• Short exercise A
In the migration architecture excerpt, which file sets the data size and number of files that the Master uses to split a job into tasks?
• Short exercise B
Reproduce the passage of the migration architecture excerpt starting at "Splits a job" and ending at "or local_job.cfg file.".

Master --------- Job --------- Console
    |
    |
   TaskTracker
    |_____________________
    |Task     | Task      | Task
    |         |           |
Worker      Worker      Worker

Parameter

Description

Master

Splits a job into tasks based on the data size and number of files. You can configure the data size and number of files in the sys.properties file. The following steps describe how a job is split into tasks:

  1. The Master traverses the local storage or other cloud storage to get a complete list of files to be migrated.

  2. The Master splits the complete file list into tasks based on the data size and number of files. Each task is responsible for migrating or verifying a portion of the files.

Worker

  • Migrates files and verifies data for tasks. A worker pulls specified files from the data source and uploads them to the specified directory in OSS. The data source and OSS destination are specified in the job.cfg or local_job.cfg file.

  • Worker data migration supports traffic shaping and a specified number of concurrent tasks. Configure these settings in the sys.properties file.

• Given information

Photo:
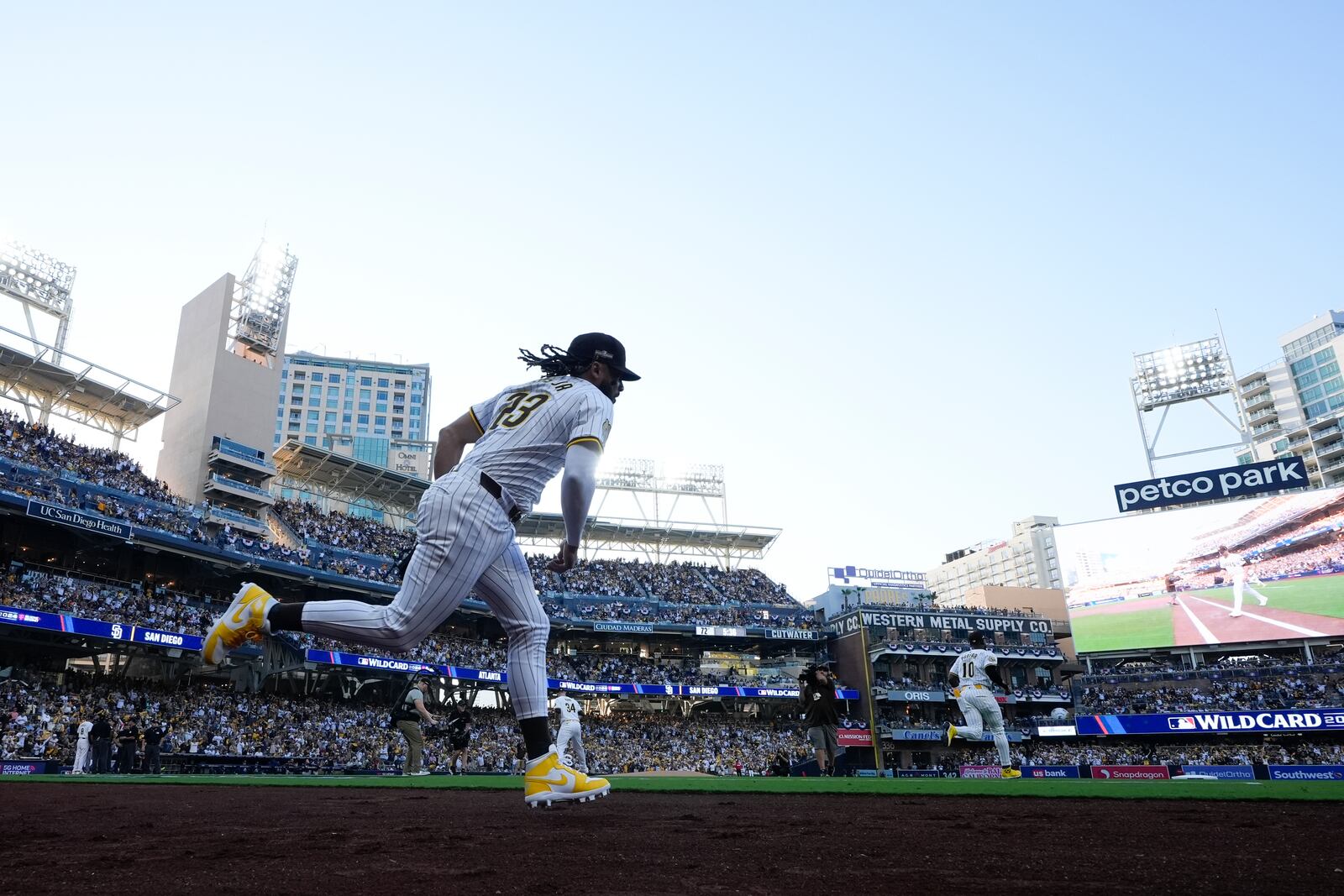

• Written response A
The sys.properties file.

• Written response B
Splits a job into tasks based on the data size and number of files. You can configure the data size and number of files in the sys.properties file. The following steps describe how a job is split into tasks:

  1. The Master traverses the local storage or other cloud storage to get a complete list of files to be migrated.

  2. The Master splits the complete file list into tasks based on the data size and number of files. Each task is responsible for migrating or verifying a portion of the files.

Worker

  • Migrates files and verifies data for tasks. A worker pulls specified files from the data source and uploads them to the specified directory in OSS. The data source and OSS destination are specified in the job.cfg or local_job.cfg file.